§ Direction:
Output everything from the line containing "Inline example from the docs — detect the overcast" down to the end of the records as a numbered list, leaving out blank lines.

Excerpts of bounding box data
--- --- ---

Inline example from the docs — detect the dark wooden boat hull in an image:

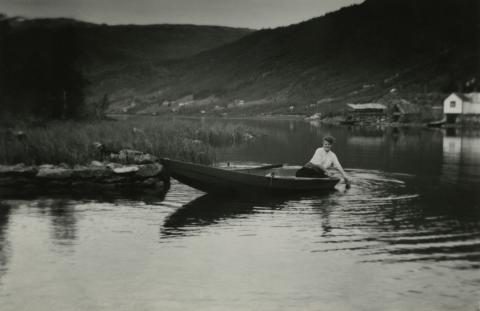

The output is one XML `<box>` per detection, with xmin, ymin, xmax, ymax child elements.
<box><xmin>162</xmin><ymin>159</ymin><xmax>340</xmax><ymax>193</ymax></box>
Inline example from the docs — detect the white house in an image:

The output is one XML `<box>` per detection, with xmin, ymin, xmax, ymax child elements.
<box><xmin>443</xmin><ymin>93</ymin><xmax>480</xmax><ymax>123</ymax></box>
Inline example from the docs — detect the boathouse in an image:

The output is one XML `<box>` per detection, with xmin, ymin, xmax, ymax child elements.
<box><xmin>443</xmin><ymin>92</ymin><xmax>480</xmax><ymax>124</ymax></box>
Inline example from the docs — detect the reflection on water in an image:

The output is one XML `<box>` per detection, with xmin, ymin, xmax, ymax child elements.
<box><xmin>0</xmin><ymin>202</ymin><xmax>12</xmax><ymax>283</ymax></box>
<box><xmin>442</xmin><ymin>131</ymin><xmax>480</xmax><ymax>188</ymax></box>
<box><xmin>0</xmin><ymin>120</ymin><xmax>480</xmax><ymax>311</ymax></box>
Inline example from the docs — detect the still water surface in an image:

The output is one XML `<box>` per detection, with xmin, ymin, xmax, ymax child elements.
<box><xmin>0</xmin><ymin>120</ymin><xmax>480</xmax><ymax>311</ymax></box>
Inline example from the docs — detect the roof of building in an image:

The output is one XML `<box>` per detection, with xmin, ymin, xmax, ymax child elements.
<box><xmin>393</xmin><ymin>99</ymin><xmax>420</xmax><ymax>114</ymax></box>
<box><xmin>454</xmin><ymin>92</ymin><xmax>480</xmax><ymax>104</ymax></box>
<box><xmin>347</xmin><ymin>103</ymin><xmax>387</xmax><ymax>110</ymax></box>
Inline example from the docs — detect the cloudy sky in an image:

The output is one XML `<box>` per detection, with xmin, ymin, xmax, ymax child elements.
<box><xmin>0</xmin><ymin>0</ymin><xmax>363</xmax><ymax>29</ymax></box>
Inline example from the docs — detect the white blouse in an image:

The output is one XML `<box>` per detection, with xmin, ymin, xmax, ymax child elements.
<box><xmin>310</xmin><ymin>147</ymin><xmax>343</xmax><ymax>170</ymax></box>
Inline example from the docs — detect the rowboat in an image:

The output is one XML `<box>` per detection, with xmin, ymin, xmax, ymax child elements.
<box><xmin>161</xmin><ymin>158</ymin><xmax>340</xmax><ymax>193</ymax></box>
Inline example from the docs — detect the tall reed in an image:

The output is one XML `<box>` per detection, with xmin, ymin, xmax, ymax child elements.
<box><xmin>0</xmin><ymin>118</ymin><xmax>256</xmax><ymax>165</ymax></box>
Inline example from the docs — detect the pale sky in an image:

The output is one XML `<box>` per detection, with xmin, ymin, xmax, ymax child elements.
<box><xmin>0</xmin><ymin>0</ymin><xmax>363</xmax><ymax>29</ymax></box>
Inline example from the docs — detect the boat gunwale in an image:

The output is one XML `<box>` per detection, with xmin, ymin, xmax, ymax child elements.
<box><xmin>162</xmin><ymin>158</ymin><xmax>341</xmax><ymax>182</ymax></box>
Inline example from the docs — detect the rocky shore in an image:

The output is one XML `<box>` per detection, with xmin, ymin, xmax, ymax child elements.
<box><xmin>0</xmin><ymin>150</ymin><xmax>170</xmax><ymax>191</ymax></box>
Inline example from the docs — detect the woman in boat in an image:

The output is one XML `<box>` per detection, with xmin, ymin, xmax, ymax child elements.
<box><xmin>295</xmin><ymin>136</ymin><xmax>350</xmax><ymax>185</ymax></box>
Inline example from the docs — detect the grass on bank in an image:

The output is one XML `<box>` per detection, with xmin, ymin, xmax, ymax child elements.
<box><xmin>0</xmin><ymin>118</ymin><xmax>255</xmax><ymax>165</ymax></box>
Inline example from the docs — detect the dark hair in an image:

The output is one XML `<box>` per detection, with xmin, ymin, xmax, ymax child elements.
<box><xmin>323</xmin><ymin>135</ymin><xmax>335</xmax><ymax>145</ymax></box>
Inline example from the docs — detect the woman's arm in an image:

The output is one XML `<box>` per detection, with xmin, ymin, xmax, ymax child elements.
<box><xmin>333</xmin><ymin>156</ymin><xmax>350</xmax><ymax>184</ymax></box>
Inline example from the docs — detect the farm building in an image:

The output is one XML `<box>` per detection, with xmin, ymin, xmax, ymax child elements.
<box><xmin>443</xmin><ymin>93</ymin><xmax>480</xmax><ymax>124</ymax></box>
<box><xmin>347</xmin><ymin>103</ymin><xmax>387</xmax><ymax>123</ymax></box>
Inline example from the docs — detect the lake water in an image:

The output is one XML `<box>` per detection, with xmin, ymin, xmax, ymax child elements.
<box><xmin>0</xmin><ymin>120</ymin><xmax>480</xmax><ymax>311</ymax></box>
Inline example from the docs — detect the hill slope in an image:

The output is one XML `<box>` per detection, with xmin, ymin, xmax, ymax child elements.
<box><xmin>144</xmin><ymin>0</ymin><xmax>480</xmax><ymax>116</ymax></box>
<box><xmin>0</xmin><ymin>14</ymin><xmax>252</xmax><ymax>117</ymax></box>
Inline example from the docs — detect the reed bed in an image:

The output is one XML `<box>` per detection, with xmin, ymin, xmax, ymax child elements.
<box><xmin>0</xmin><ymin>118</ymin><xmax>255</xmax><ymax>165</ymax></box>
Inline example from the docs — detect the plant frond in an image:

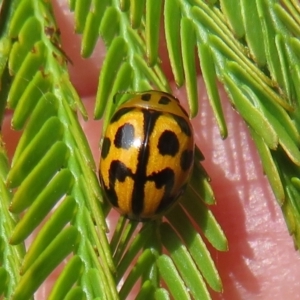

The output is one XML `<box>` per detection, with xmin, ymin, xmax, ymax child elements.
<box><xmin>0</xmin><ymin>0</ymin><xmax>117</xmax><ymax>299</ymax></box>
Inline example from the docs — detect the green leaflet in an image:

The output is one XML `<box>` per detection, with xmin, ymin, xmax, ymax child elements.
<box><xmin>145</xmin><ymin>0</ymin><xmax>163</xmax><ymax>67</ymax></box>
<box><xmin>12</xmin><ymin>226</ymin><xmax>79</xmax><ymax>300</ymax></box>
<box><xmin>156</xmin><ymin>255</ymin><xmax>190</xmax><ymax>300</ymax></box>
<box><xmin>160</xmin><ymin>223</ymin><xmax>210</xmax><ymax>299</ymax></box>
<box><xmin>48</xmin><ymin>256</ymin><xmax>84</xmax><ymax>300</ymax></box>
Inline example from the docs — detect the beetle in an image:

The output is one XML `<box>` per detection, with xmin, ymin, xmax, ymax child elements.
<box><xmin>99</xmin><ymin>90</ymin><xmax>194</xmax><ymax>221</ymax></box>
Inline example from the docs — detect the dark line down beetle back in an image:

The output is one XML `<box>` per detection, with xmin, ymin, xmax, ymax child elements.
<box><xmin>99</xmin><ymin>91</ymin><xmax>194</xmax><ymax>221</ymax></box>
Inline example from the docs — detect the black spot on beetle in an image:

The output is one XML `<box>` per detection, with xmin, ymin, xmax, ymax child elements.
<box><xmin>157</xmin><ymin>130</ymin><xmax>179</xmax><ymax>156</ymax></box>
<box><xmin>158</xmin><ymin>96</ymin><xmax>171</xmax><ymax>105</ymax></box>
<box><xmin>110</xmin><ymin>107</ymin><xmax>134</xmax><ymax>123</ymax></box>
<box><xmin>109</xmin><ymin>160</ymin><xmax>132</xmax><ymax>183</ymax></box>
<box><xmin>101</xmin><ymin>137</ymin><xmax>111</xmax><ymax>159</ymax></box>
<box><xmin>141</xmin><ymin>94</ymin><xmax>151</xmax><ymax>101</ymax></box>
<box><xmin>114</xmin><ymin>123</ymin><xmax>134</xmax><ymax>149</ymax></box>
<box><xmin>173</xmin><ymin>115</ymin><xmax>192</xmax><ymax>136</ymax></box>
<box><xmin>180</xmin><ymin>150</ymin><xmax>194</xmax><ymax>171</ymax></box>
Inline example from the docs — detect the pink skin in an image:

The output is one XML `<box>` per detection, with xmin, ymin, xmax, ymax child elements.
<box><xmin>4</xmin><ymin>0</ymin><xmax>300</xmax><ymax>300</ymax></box>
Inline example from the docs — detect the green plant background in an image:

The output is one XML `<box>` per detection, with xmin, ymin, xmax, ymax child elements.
<box><xmin>0</xmin><ymin>0</ymin><xmax>300</xmax><ymax>299</ymax></box>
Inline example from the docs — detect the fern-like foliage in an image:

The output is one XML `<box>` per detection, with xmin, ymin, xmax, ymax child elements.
<box><xmin>0</xmin><ymin>0</ymin><xmax>300</xmax><ymax>299</ymax></box>
<box><xmin>77</xmin><ymin>0</ymin><xmax>300</xmax><ymax>248</ymax></box>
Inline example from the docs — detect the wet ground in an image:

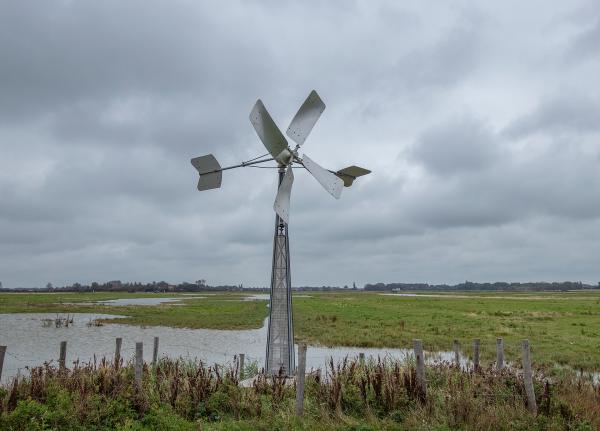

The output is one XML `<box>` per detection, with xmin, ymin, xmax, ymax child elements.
<box><xmin>0</xmin><ymin>312</ymin><xmax>467</xmax><ymax>383</ymax></box>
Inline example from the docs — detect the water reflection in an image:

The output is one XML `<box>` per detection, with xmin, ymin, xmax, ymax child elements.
<box><xmin>0</xmin><ymin>314</ymin><xmax>458</xmax><ymax>383</ymax></box>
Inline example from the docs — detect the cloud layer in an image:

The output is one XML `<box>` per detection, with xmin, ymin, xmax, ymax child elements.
<box><xmin>0</xmin><ymin>0</ymin><xmax>600</xmax><ymax>287</ymax></box>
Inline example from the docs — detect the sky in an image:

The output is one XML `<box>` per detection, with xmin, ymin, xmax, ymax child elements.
<box><xmin>0</xmin><ymin>0</ymin><xmax>600</xmax><ymax>288</ymax></box>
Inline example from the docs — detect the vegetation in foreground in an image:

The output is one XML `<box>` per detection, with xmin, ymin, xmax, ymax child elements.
<box><xmin>0</xmin><ymin>359</ymin><xmax>600</xmax><ymax>431</ymax></box>
<box><xmin>0</xmin><ymin>291</ymin><xmax>600</xmax><ymax>371</ymax></box>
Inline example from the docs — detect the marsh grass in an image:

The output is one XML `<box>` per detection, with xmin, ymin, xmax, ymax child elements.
<box><xmin>0</xmin><ymin>359</ymin><xmax>600</xmax><ymax>431</ymax></box>
<box><xmin>0</xmin><ymin>291</ymin><xmax>600</xmax><ymax>371</ymax></box>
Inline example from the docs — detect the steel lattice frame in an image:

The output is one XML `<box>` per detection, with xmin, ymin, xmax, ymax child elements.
<box><xmin>265</xmin><ymin>167</ymin><xmax>296</xmax><ymax>375</ymax></box>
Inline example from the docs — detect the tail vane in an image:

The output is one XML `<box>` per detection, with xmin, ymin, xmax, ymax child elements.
<box><xmin>334</xmin><ymin>165</ymin><xmax>371</xmax><ymax>187</ymax></box>
<box><xmin>191</xmin><ymin>154</ymin><xmax>223</xmax><ymax>192</ymax></box>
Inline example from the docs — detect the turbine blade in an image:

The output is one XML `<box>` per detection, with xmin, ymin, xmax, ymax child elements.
<box><xmin>190</xmin><ymin>154</ymin><xmax>223</xmax><ymax>192</ymax></box>
<box><xmin>250</xmin><ymin>99</ymin><xmax>288</xmax><ymax>157</ymax></box>
<box><xmin>302</xmin><ymin>154</ymin><xmax>344</xmax><ymax>199</ymax></box>
<box><xmin>273</xmin><ymin>166</ymin><xmax>294</xmax><ymax>224</ymax></box>
<box><xmin>285</xmin><ymin>90</ymin><xmax>325</xmax><ymax>145</ymax></box>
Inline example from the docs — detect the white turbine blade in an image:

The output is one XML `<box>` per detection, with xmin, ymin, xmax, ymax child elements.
<box><xmin>285</xmin><ymin>90</ymin><xmax>325</xmax><ymax>145</ymax></box>
<box><xmin>302</xmin><ymin>154</ymin><xmax>344</xmax><ymax>199</ymax></box>
<box><xmin>273</xmin><ymin>166</ymin><xmax>294</xmax><ymax>224</ymax></box>
<box><xmin>250</xmin><ymin>99</ymin><xmax>288</xmax><ymax>157</ymax></box>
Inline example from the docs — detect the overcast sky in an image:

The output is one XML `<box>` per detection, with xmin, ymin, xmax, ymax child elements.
<box><xmin>0</xmin><ymin>0</ymin><xmax>600</xmax><ymax>287</ymax></box>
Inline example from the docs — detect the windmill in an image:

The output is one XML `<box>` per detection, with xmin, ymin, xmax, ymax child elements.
<box><xmin>191</xmin><ymin>90</ymin><xmax>371</xmax><ymax>375</ymax></box>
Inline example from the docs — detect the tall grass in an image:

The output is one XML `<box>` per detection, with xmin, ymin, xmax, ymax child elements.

--- --- ---

§ Response below:
1. Inline example from the docs — detect the overcast sky in an image:
2. The output is one XML `<box>` per detection, with xmin, ymin, xmax, ymax child elements.
3. <box><xmin>0</xmin><ymin>0</ymin><xmax>600</xmax><ymax>287</ymax></box>
4. Inline example from the docs — detect the windmill in an image:
5. The output is one XML `<box>` per detection, with xmin, ymin, xmax, ymax child elements.
6. <box><xmin>191</xmin><ymin>90</ymin><xmax>371</xmax><ymax>375</ymax></box>
7. Inline example from the docs — detect the tall grass in an image:
8. The output is one XML `<box>` per detection, with xmin, ymin, xmax, ymax child elements.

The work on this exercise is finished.